N'en déplaise à notre bon Spider-Man, jouer avec le temps comporte son lot de responsabilités. Chaque altération temporelle peut engendrer des effets inattendus : deux ennemis qui agissent lors du même tour, des confrontations chronométrées, ou même une multiplication des actions adverses. Le système exige doigté, réflexion… et une certaine audace temporelle. À cela s’ajoute tout un pan de gestion douce mais essentielle : au Domaine, vous pourrez crafter et améliorer votre équipement auprès de Fang, concocter des petits plats aux effets variés dans la cuisine de Lady, ou simplement laisser le temps faire son œuvre et vous offrir, à l’occasion, quelques power-ups et compétences bienvenus lors de la montée en niveau. Il en ira de même pour la création d'équipements se chargeant en Chrono Points pour rendre les attaques plus puissantes. Rien n’est superflu, tout s’inscrit dans une boucle de progression naturelle. L’univers de Maliki regorge de ces petites attentions, de ces surprises discrètes mais toujours plaisantes, qui rendent chaque détour un peu plus riche que le précédent.
Tiens, puisqu’on parle du Domaine, voilà l’occasion rêvée de marquer une pause dans cette avalanche d'affrontements et d’énigmes. Il est temps de retrousser ses manches, de plonger les mains dans la terre, et de prendre soin de l’Arbre aux Mille Racines. Car oui, au cœur de cet univers en perpétuelle tension, le Domaine offre un havre de paix, un espace de respiration où l’on cultive autant la terre que le lien au monde. Planter, récolter, nourrir l’arbre — autant de gestes simples qui ramènent à l’essentiel, comme un doux rappel que même dans le chaos temporel, il reste toujours un endroit pour semer un peu de calme.
Plus vous cultivez, plus vous récoltez de Naturons, cette énergie vitale qui pulse au cœur de l’Arbre aux Mille Racines. En le nourrissant, vous le verrez s’épanouir peu à peu, révélant tout le potentiel magique du Domaine. De nouvelles zones s’ouvriront alors à vous, comme autant de petits mondes à apprivoiser… mais attention, elles restent encore gangrenées par l’influence de Poison.
Dans ces terres fraîchement révélées, de nouvelles mécaniques agricoles feront leur apparition, vous invitant à affiner votre main verte. Heureusement, vous ne serez pas seul : Fénimale se tiendra à vos côtés pour faire de vous un fermier aguerri, à force de patience et témoin de son éternelle mauvaise foi. Mais avant de goûter aux fruits de ces nouveaux espaces, il faudra nettoyer les lieux : résoudre des énigmes, éliminer la vermine, ou parfois… faire les deux.
◆ ◆ ◆ ◆ ◆ ◆ ◆
§ **DÉFI 1**
Traduisez en anglais cette phrase de l'extrait sur le Domaine : « Rien n’est superflu, tout s’inscrit dans une boucle de progression naturelle. »
§ **DÉFI 2**
Modifiez l'extrait sur le Domaine : recopiez tout ce qui va de « Dans ces terres » jusqu'à « faire les deux. », en mettant « Lady » à la place de « Fénimale ».
§ **DÉFI 3**
Dressez la liste des effets inattendus qu'une altération temporelle peut engendrer, selon l'extrait sur le Domaine.
Les items ne sont pas nécessaires pour ce travail.
◆ ◆ ◆ ◆ ◆ ◆ ◆
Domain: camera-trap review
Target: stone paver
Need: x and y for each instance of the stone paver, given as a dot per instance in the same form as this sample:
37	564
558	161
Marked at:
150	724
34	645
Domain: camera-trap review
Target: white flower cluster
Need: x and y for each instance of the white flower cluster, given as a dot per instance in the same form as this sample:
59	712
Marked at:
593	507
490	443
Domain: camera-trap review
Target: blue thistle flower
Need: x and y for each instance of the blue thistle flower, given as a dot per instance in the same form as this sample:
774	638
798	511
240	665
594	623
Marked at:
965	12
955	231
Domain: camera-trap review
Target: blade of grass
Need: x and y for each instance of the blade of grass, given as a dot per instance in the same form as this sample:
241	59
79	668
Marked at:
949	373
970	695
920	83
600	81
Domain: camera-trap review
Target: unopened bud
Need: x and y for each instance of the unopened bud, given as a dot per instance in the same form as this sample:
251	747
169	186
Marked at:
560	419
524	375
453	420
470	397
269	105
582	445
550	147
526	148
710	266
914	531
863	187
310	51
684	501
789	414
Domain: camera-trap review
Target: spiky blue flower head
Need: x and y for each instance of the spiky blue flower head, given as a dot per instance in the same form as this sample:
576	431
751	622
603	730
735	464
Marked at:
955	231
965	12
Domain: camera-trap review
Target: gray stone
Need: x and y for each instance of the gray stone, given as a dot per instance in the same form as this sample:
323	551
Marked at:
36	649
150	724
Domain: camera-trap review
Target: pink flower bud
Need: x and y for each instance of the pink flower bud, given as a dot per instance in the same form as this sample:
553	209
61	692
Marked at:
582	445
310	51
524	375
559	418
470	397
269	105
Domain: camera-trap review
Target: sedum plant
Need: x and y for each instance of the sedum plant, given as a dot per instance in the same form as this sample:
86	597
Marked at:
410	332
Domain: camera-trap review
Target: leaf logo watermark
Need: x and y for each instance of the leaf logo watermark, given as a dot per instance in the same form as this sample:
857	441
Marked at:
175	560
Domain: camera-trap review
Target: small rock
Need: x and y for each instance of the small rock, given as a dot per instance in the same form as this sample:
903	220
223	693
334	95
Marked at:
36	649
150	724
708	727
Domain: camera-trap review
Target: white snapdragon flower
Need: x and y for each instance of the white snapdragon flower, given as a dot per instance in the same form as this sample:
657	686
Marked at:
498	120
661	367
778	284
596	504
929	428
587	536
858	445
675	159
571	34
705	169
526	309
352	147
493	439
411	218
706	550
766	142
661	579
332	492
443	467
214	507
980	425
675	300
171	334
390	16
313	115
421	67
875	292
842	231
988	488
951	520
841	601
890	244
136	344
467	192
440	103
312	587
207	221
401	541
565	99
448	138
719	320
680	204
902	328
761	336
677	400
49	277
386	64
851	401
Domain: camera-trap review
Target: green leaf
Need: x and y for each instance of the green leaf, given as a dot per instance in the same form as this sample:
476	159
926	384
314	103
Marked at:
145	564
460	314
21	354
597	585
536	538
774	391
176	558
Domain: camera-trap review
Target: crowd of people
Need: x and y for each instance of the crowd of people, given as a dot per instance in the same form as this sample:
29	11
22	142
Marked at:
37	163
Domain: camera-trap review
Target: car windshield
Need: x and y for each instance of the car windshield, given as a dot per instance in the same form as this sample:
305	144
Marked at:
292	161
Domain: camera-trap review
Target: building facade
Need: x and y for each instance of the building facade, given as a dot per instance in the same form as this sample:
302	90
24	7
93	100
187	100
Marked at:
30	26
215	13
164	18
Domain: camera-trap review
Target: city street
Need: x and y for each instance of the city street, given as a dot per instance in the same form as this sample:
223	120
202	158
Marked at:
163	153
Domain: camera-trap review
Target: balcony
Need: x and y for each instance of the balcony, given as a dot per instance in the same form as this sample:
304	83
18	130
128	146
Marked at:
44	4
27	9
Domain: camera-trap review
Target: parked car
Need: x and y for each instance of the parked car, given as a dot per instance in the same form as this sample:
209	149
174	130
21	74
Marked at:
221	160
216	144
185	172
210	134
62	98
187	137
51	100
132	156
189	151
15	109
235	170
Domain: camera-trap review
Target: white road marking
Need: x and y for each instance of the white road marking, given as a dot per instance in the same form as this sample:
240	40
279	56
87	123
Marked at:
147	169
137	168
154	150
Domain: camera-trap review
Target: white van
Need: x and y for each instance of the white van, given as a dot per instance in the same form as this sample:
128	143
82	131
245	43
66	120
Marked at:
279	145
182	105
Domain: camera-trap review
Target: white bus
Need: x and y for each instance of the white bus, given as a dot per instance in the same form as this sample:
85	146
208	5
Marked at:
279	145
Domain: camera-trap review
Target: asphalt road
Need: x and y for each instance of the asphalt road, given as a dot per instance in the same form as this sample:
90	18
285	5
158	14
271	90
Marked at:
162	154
◆ ◆ ◆ ◆ ◆ ◆ ◆
§ **SOLUTION COMPLÈTE 1**
Nothing is superfluous; everything fits into a natural progression loop.

§ **SOLUTION COMPLÈTE 2**
Dans ces terres fraîchement révélées, de nouvelles mécaniques agricoles feront leur apparition, vous invitant à affiner votre main verte. Heureusement, vous ne serez pas seul : Lady se tiendra à vos côtés pour faire de vous un fermier aguerri, à force de patience et témoin de son éternelle mauvaise foi. Mais avant de goûter aux fruits de ces nouveaux espaces, il faudra nettoyer les lieux : résoudre des énigmes, éliminer la vermine, ou parfois… faire les deux.

§ **SOLUTION COMPLÈTE 3**
- deux ennemis qui agissent lors du même tour
- des confrontations chronométrées
- une multiplication des actions adverses